**PROMPT:**
Exact repetition is required: output every record in full.

**DATA EXTRACTS:**
+-------+

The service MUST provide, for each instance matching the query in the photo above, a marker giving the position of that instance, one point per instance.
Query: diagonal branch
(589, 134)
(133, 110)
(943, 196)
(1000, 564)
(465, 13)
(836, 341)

+-------+

**EXERCISE OUTPUT:**
The service MUST provide, for each instance matching the query in the photo above, a marker giving the position of that instance, one point per instance.
Query: diagonal branch
(589, 134)
(133, 110)
(943, 196)
(1000, 564)
(465, 13)
(836, 341)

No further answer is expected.